*** Document section ***

Wolff is very similar in vein to Dax the Warrior, the long running Eerie serial and he begins the issue with his first entry, "The Path of the Dead", drawn by Esteban Maroto. It takes place in a post apocalyptic world where one has to be strong to survive, and Wolff is one of such people. After searching for food, Wolff returns to the caves in which he lives to find only one person still alive, an old man. The old man tells him that wiches came and killed all who were there including his wife Bruma and children. Seeking revenge, Wolff heads out, believing that he can hear Bruma calling his name. He eventually comes upon an ancient temple with the mouth of a large best for an entrance. Inside Wolff is attacked by a troll-like creature, whom he decapitates in combat. The creature's head turns into that of a beautiful woman as the story ends. A short introduction at only 5 pages (one of which is taken up by a splash page), this story nonetheless provides a decent motivator and start to Wolff's quest. This first issue also includes a poster featuring Wolff.

*** End of Document section ***

What you are asked to do: In the summary of Wolff's first story, who is named as the artist of "The Path of the Dead"? The records are not needed for any task here.

*** Entries shown ***

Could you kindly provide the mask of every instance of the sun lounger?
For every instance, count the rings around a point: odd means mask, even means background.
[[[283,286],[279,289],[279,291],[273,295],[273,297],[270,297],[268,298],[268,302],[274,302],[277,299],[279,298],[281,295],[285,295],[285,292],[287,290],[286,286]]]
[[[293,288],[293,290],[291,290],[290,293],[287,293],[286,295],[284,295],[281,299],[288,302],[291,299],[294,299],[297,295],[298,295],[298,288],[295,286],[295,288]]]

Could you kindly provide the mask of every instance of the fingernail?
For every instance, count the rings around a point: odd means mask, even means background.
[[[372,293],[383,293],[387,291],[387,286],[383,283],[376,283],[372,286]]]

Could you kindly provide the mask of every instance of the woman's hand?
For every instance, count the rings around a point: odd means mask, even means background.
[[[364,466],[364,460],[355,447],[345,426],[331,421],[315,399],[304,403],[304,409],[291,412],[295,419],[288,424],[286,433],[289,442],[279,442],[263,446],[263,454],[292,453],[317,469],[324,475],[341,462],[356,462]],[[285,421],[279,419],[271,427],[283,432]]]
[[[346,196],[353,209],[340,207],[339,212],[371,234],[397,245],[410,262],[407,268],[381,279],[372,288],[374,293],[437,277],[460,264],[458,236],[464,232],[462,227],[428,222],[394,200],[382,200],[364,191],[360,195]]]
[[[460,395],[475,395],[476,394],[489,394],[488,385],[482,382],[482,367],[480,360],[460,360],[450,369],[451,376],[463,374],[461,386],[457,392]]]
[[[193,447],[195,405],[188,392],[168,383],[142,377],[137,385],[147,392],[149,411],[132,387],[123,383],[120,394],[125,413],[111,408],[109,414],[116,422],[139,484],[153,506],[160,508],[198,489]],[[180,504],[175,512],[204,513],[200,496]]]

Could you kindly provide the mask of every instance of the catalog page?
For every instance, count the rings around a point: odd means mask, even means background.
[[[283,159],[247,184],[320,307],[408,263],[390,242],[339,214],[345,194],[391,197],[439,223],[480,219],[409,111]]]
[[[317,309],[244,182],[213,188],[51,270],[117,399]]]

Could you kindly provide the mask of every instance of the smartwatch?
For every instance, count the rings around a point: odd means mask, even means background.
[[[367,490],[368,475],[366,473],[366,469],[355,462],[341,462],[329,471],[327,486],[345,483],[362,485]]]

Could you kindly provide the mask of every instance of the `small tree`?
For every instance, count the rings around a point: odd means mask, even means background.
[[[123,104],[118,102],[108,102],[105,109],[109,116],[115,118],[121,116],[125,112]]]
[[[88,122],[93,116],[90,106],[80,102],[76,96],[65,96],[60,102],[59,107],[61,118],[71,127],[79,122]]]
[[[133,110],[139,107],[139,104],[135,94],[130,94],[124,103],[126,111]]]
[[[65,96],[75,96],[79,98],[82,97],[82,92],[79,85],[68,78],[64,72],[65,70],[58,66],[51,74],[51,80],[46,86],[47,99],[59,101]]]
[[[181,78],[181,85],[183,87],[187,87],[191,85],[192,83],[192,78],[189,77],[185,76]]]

*** End of Entries shown ***

Task response: Esteban Maroto